→ **Exercise details**: Rewrite the lines from the one containing "Ground the gray" through the end of the entries, swapping each "bird's" for "shoebill's" and leaving everything else unchanged. Return only those lines.

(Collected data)
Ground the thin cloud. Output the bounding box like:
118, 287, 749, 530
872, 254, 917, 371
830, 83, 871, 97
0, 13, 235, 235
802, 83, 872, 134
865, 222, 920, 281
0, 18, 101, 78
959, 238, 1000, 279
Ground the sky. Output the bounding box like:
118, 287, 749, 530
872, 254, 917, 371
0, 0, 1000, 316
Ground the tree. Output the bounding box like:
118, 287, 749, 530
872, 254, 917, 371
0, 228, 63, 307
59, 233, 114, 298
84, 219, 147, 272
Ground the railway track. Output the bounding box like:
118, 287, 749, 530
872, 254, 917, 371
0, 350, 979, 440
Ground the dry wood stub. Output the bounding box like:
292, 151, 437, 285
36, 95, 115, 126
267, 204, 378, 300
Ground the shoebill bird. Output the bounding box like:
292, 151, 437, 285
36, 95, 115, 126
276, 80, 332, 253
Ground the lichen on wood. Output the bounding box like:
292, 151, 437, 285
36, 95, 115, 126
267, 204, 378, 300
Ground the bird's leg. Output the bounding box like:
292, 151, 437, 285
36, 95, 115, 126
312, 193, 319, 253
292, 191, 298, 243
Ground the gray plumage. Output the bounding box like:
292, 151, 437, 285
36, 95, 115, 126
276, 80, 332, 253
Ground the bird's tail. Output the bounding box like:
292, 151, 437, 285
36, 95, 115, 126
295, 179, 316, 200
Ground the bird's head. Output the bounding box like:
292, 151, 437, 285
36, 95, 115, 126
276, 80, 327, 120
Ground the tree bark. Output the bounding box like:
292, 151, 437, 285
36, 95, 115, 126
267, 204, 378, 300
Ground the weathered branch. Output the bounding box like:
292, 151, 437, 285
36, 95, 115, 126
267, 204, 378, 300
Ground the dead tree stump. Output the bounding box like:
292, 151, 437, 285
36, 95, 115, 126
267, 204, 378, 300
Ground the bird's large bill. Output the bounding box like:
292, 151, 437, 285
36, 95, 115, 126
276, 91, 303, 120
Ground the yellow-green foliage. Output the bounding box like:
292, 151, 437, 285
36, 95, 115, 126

→ **Finished exercise**:
Ground the gray plumage. Output the bounding box like:
292, 151, 437, 285
36, 95, 115, 126
276, 80, 332, 253
Ground the shoebill's tail. Output the bounding box like:
292, 151, 437, 285
36, 95, 115, 126
295, 179, 316, 200
Ground the shoebill's head. Output the bounding box like:
292, 151, 437, 285
36, 95, 115, 126
276, 80, 327, 120
Ground the tree bark. Output the bounding box like:
292, 151, 437, 285
36, 95, 115, 126
267, 204, 378, 300
Ground the weathered branch. Output the bounding box like:
292, 151, 437, 285
36, 95, 115, 126
267, 204, 378, 300
Ground the dead tree stump. Output the bounding box like:
292, 151, 437, 285
36, 95, 115, 126
267, 204, 378, 300
Ground the shoebill's large bill. Output the bounding box like:
292, 151, 437, 285
36, 95, 115, 126
276, 91, 303, 120
Ground the yellow-green foliage. Output the bounding box like:
292, 151, 437, 285
36, 95, 115, 126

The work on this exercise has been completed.